• SUPPLIED PASSAGE:
The year that was in Philippine Sports: Of heart, heartbreaks

(The Philippine Star) - December 31, 2015 - 9:00am

MANILA, Philippines – In the end, he stood in his corner battered, bloodied, injured but secured in the thought that, as in numerous times in the past, he had given it all, made the nation proud.

When history revisits that storied fight, it will remember boxing icon Manny Pacquiao as he stood there amid the roar and din of that high noon showdown, losing by unanimous decision to Floyd Mayweather Jr. in the highly hyped “Fight of the Century” – beaten in the scorecards, but never in spirit, desire and heart.

In a way that somehow described Philippine sports in the year just ended.

It never backed down from a good fight. It took on the big rivals and never wavered in the challenge. It engaged the big players to a mano-a-mano as in the bidding war with China as host of the Fiba World Cup.

There were other setbacks in international fronts as in our struggles in the SEA Games in Singapore despite the winning efforts of some of our athletes like the tracksters, and our missing the chance to make a return trip to the Olympics by yielding to the Chinese in Changsha.

But in all these we displayed our  big fighting heart for all the world to see.

There were golden as well as nail-biting moments to recall like the wushu artists victorious stints in the world conclave and Letran’s magnificent  conquest of multi-titled San Beda for the NCAA crown and Far Eastern U’s emergence as the winningest team in the UAAP, beating UST in sudden death.

And then there’s the continued resurgence of women’s volleyball behind a bevy of beauteous volleybelles, led by Ateneo’s Alyssa Valdez.

At the close of the year, the second wave of tennis megastars led by Rafael Nadal and Serena Williams descended on the Mall of Asia Arena to strut world-class tennis in the International Premier Tennis League and Miguel Tabuena topping the Philippine Open.

And so fasten your seatbelts, folks,  as we make another trip to the top 10 events in Philippine sports.

1 . Clash of the Century: Manny bows to Floyd Jr

The world ground to a halt and time stood still for what was billed as the “Fight of the Century.”

After years in the making, the two biggest stars in all of sports, Manny Pacquiao and Floyd Mayweather Jr., finally met inside the ring in what turned out to be the richest fight in history.

Mayweather was sharp and elusive, as always, and ran away with a unanimous decision that helped him preserve his unbeaten record until his retirement, his second, last September.

Pacquiao fought hard, as always, but in the post-fight press conference he revealed a shoulder injury that he had for some time, and aggravated just a couple of weeks before the fight.

The Filipino boxing icon said he hurt his shoulder in the fourth round, but still chased Mayweather the rest of the way , displaying courage and guts but failed to pull off the win.

Pacquiao underwent operation four days after the fight. He hasn’t fought since that night of May 2 at the jampacked MGM Grand in Las Vegas.

Pacquiao felt he won the fight and said he gave his best.

In the end, both boxers earned more than they expected, in the hundreds of millions, fat paychecks no other athlete could earn in 10 lifetimes.

• TASKS TO PERFORM:
**A.** In the Philippine sports review, print the passage from "(The Philippine Star)" up to and including "Fiba World Cup.".
**B.** Answer these from the Philippine sports review:
(i) Which school beat San Beda for the NCAA crown?
(ii) In what round did Pacquiao say he hurt his shoulder?
(iii) At what venue did the Pacquiao-Mayweather fight take place?

• DATA SHOWN:
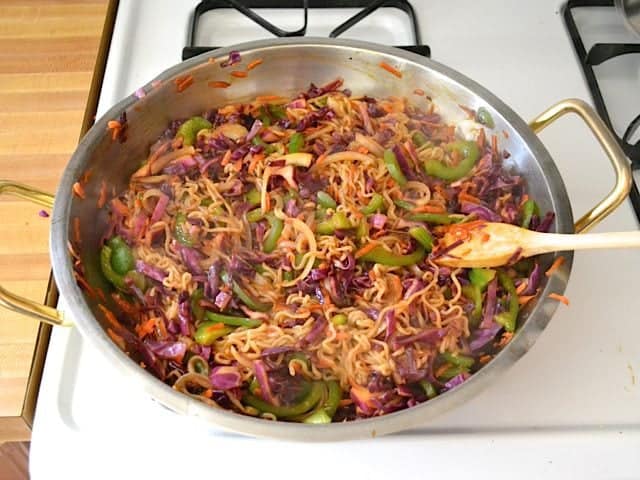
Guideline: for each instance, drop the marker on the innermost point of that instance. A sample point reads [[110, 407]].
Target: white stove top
[[569, 408]]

• SOLVED PROBLEMS:
**A.**
(The Philippine Star) - December 31, 2015 - 9:00am

MANILA, Philippines – In the end, he stood in his corner battered, bloodied, injured but secured in the thought that, as in numerous times in the past, he had given it all, made the nation proud.

When history revisits that storied fight, it will remember boxing icon Manny Pacquiao as he stood there amid the roar and din of that high noon showdown, losing by unanimous decision to Floyd Mayweather Jr. in the highly hyped “Fight of the Century” – beaten in the scorecards, but never in spirit, desire and heart.

In a way that somehow described Philippine sports in the year just ended.

It never backed down from a good fight. It took on the big rivals and never wavered in the challenge. It engaged the big players to a mano-a-mano as in the bidding war with China as host of the Fiba World Cup.

**B.**
(i) Letran
(ii) The fourth round
(iii) The MGM Grand in Las Vegas